- Goal of the exercise:
State how many lines of the material that follows contain the word "below". Reply with the number alone.

— start Input material —

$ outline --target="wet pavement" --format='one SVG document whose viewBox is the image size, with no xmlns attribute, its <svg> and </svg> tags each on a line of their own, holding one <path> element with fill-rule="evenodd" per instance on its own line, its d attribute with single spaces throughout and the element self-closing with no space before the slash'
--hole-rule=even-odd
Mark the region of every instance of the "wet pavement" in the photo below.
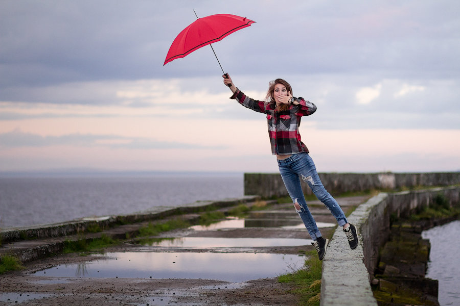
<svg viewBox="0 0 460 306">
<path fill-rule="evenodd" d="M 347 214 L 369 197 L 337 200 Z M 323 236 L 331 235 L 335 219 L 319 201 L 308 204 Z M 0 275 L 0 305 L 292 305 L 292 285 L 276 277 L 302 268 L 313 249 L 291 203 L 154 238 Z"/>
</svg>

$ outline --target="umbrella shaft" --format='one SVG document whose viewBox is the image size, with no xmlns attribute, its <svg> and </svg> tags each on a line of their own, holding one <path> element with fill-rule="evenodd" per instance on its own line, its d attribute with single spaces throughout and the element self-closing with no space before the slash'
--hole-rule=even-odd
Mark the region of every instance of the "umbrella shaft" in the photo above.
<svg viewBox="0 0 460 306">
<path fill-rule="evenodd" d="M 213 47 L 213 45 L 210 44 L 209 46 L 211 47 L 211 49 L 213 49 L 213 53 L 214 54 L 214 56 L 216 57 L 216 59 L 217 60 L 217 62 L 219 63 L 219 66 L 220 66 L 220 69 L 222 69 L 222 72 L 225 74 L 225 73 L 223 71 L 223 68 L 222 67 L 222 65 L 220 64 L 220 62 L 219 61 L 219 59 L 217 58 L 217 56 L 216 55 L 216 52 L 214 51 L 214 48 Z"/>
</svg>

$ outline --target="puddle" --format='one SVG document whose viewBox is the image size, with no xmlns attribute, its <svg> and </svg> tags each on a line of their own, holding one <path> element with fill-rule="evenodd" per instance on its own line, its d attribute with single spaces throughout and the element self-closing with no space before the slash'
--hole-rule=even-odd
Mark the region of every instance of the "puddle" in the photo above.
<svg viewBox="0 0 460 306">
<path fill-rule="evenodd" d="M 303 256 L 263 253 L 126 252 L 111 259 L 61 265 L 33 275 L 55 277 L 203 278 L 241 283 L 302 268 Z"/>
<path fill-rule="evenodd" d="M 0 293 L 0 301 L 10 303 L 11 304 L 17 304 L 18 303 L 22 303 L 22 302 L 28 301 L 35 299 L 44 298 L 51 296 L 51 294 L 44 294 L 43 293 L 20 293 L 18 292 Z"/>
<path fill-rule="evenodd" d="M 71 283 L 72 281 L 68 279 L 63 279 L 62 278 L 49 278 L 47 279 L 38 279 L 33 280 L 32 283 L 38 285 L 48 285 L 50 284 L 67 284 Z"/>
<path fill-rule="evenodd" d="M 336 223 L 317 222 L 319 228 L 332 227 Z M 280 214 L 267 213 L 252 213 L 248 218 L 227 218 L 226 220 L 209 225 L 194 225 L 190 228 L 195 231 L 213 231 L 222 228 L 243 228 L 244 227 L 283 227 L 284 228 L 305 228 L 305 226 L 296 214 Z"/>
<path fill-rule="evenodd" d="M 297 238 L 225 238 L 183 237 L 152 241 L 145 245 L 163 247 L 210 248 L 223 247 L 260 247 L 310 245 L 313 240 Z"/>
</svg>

— end Input material —
— start Input material —

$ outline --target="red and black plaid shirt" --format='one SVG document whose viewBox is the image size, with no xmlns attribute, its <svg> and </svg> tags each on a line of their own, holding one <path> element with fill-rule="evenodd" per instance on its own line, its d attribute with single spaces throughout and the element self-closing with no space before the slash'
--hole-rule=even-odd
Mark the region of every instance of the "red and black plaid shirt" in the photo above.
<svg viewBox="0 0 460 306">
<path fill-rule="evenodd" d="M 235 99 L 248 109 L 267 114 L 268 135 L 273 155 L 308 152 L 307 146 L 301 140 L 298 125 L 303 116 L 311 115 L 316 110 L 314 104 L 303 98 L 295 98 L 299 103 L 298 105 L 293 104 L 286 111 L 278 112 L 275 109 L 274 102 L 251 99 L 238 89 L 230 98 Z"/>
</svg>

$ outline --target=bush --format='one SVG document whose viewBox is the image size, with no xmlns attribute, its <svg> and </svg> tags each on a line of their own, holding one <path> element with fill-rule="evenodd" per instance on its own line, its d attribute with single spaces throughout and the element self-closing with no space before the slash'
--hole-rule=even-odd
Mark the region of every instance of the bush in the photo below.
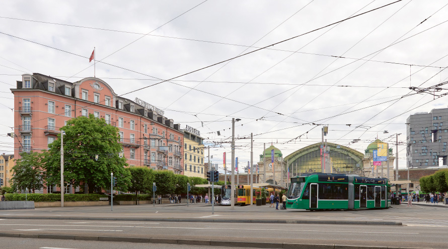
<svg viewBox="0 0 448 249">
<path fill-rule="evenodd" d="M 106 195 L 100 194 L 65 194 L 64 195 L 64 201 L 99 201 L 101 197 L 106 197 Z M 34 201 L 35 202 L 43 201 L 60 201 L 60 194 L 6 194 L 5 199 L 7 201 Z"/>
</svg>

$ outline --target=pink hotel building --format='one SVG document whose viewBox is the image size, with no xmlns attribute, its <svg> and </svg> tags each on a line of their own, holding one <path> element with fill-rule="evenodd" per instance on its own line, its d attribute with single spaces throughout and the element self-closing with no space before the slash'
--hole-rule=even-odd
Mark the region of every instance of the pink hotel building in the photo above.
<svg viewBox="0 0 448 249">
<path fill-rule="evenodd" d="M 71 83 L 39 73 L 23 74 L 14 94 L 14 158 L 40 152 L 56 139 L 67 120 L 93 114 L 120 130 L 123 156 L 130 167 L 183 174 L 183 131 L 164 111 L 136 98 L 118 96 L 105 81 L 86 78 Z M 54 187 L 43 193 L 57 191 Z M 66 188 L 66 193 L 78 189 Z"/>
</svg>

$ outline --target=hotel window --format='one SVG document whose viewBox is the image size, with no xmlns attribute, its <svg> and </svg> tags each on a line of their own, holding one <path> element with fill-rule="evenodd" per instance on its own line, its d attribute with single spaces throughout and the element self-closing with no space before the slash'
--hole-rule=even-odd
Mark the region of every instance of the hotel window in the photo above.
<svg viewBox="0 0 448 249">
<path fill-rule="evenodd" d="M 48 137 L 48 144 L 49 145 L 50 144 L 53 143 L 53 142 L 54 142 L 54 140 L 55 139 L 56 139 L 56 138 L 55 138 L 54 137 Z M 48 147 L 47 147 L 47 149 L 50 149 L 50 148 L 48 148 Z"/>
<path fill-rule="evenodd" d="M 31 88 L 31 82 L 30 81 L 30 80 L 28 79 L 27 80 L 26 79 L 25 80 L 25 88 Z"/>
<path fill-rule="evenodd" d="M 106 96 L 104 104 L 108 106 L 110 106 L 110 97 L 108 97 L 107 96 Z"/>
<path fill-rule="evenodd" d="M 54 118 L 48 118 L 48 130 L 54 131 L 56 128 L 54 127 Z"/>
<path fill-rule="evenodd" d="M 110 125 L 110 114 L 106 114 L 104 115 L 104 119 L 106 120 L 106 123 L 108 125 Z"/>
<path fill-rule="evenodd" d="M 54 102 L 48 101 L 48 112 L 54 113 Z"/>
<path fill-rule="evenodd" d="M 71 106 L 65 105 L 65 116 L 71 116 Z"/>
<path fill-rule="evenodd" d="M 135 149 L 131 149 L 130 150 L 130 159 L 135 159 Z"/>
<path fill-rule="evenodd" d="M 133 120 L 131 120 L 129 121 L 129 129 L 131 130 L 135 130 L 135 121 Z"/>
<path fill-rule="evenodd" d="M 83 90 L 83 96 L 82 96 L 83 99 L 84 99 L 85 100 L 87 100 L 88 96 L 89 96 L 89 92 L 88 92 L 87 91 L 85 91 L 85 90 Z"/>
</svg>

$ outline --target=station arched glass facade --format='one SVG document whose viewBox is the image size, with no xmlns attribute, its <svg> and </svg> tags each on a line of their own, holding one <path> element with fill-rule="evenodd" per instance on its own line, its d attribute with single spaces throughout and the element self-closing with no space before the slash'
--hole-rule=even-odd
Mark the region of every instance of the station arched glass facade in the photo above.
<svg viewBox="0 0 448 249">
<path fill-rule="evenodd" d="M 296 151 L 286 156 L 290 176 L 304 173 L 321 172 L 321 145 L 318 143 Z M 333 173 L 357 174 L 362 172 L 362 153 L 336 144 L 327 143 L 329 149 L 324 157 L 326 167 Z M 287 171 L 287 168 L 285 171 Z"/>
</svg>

— end Input material —

- Full answer:
2